▸ Directive
Pick up the passage on the court ruling against the Municipality for breaching data protection rules and keep writing from its final sentence.

---------- Extract ----------

As it happens, the Court focused, not so much in the individual breach of data protection rules taking place with the data transfer of personal data of each promoter/participant, but rather on the global conduct of the Municipality and its technocratic nature. In fact, while it was found that between 2018 and 2021, the Municipality would frequently send out emails to foreign Embassies in Portugal (such as the Embassy of India, Hungary, Brazil or even Russia), in connection with Demonstrations for peace or political reform in the countries those Embassies belong to – presumably not in demonstration of political support but, rather as part of a procedure pre-dating the GDPR to inform all those who may have an interest in the matter demonstrated about that a Demonstration shall be held about that issue on said date and place to avoid liability for any damages arising in connection with the Demonstration – the Court found that the most serious infringement, in this case, was not the sharing of personal information with political opponents of the data subjects, but rather the attitude demonstrated by the refusal to revise internal procedures to comply with the GDPR.
The Municipality defended itself by arguing that there had been no intent to breach the law and, therefore, there could not be any sanctioning of a criminal nature. The Court is quick to set that argument aside. It starts by determining that the element of intent, for the purpose of administrative criminal offenses, is not as strict as that of criminal offenses – and while criminal sanctioning generally requires a moral-ethical sanctioning of the conduct of the agent, administrative criminal offenses only require knowledgeable (or negligence) non-conformity with the legal and social requirements imposed by the societal perception of the role of the agent.

---------- Entries supplied ----------

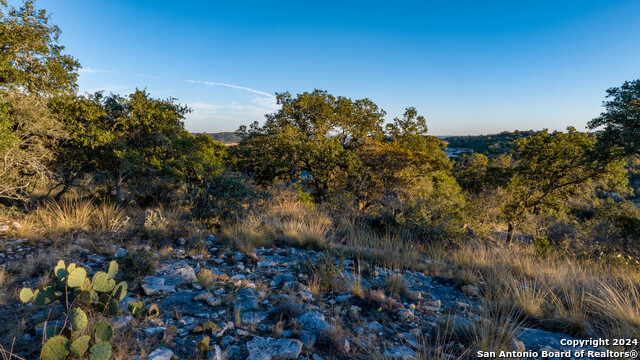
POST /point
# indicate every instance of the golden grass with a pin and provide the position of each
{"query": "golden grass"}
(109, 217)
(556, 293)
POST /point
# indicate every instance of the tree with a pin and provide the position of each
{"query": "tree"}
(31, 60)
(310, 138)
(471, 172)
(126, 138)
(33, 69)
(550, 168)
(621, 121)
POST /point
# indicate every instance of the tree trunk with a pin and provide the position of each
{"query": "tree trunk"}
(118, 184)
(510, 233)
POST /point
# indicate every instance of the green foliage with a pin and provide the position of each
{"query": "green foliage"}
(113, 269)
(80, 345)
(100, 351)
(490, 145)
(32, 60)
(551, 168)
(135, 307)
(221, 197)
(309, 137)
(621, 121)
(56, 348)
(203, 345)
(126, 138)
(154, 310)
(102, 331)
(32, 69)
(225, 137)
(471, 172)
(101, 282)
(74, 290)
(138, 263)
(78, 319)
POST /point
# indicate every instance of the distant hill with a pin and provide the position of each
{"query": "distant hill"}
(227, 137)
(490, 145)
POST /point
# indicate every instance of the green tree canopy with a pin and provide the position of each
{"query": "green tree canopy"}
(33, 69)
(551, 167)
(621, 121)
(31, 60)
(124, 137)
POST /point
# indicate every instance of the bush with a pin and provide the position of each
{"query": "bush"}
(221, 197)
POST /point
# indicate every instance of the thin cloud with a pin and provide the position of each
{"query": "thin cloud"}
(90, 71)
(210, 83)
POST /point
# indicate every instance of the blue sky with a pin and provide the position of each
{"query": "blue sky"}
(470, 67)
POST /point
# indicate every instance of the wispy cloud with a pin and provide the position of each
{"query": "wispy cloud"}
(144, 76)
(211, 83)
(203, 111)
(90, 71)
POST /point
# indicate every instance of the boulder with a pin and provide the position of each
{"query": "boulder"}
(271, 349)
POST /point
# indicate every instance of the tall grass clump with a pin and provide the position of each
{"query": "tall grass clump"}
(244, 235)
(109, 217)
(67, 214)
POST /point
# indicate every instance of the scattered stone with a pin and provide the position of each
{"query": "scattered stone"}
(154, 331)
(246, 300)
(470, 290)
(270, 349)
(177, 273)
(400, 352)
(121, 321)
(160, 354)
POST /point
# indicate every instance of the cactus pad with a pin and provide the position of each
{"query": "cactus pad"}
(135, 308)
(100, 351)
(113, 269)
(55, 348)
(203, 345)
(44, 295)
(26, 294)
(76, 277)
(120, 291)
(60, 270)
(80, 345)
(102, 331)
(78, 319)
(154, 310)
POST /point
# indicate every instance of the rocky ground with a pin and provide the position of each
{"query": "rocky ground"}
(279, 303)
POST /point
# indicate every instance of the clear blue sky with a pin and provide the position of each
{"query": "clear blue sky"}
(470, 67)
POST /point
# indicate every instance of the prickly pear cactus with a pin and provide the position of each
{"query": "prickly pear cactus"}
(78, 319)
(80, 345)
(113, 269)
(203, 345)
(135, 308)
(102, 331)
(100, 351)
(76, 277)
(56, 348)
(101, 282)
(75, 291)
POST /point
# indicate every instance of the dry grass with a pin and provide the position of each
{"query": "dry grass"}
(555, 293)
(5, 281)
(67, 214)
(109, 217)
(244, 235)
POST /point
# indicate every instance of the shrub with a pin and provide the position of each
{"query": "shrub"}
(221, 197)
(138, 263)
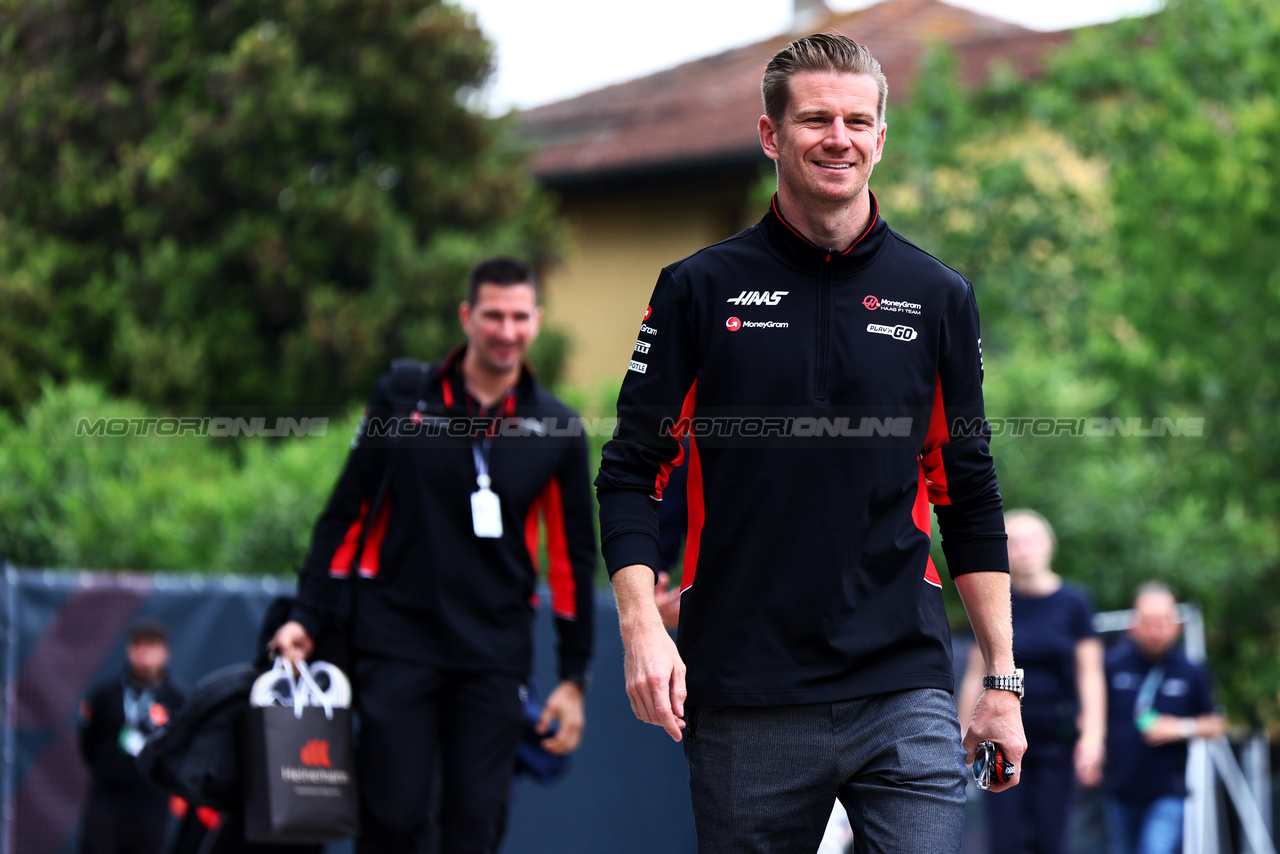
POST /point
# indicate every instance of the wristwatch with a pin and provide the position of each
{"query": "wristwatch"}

----------

▸ Output for this exercise
It then follows to conclude, without any indication of a doubt, that the sharing of personal information regarding Demonstrations’ promoters and participants with widely varying entities (from foreign embassies to restaurants), without any criteria or preoccupation with the subsequent processing of the data shared is demonstrative of “a very deficient organizational culture” favoring “total indifference in the activities of personal data management and sharing.” A culture that, in the eyes of the Court, had not only been set, but was also continuously supported by the Municipality itself.
The Court furthermore calls the participants attention, among others, to the fact that despite the GDPR entered into force two years after being published to enable adaptation of internal procedures to the GDPR, the Municipality only set a team to oversee the implementation of GDPR mandated procedures and requirements within the Municipality on the 24th of May, 2018, one literal day before the entry into force of the Regulation. These discovery pieces of evidence supported the finding of intention in the Municipality – according to the Court, the Municipality knew and was conformed with the illegal consequences of its conduct.
Interestingly, the Appeal Court caved to the Municipality’s argument that the infractions should not be accounted for as individual infractions (one infraction for each Notice, or for each communication sent) but rather as continuous infractions, occurring permanently throughout three years (counted from the beginning of application of the GDPR to the date of the Accusation). More interestingly even, however, the reduction of the quantity of infractions (from hundreds in connection with data sharing, to only two) did not have a perceived material effect in the actual measure of punishment. On the contrary, having considered a few infractions had met their statute of limitations, the Court reduced the penalty initially imposed by CNPD in a manner that appears frankly proportional – instead of a 1.250.000 EUR (one million, two hundred and fifty thousand euros) fine, it convicted the Municipality in 1.027.000 EUR (one million, twenty-seven thousand euros).
The final decision of the Court, as such, appears in line with the reasoning of the Supervisory Authority, and constitutes a warning for all data processing entities in Portugal: size and power do not acquire exemption from legal obligations. Breaches of personal data protection will be prosecuted ever more carefully, especially in a data-driven economy.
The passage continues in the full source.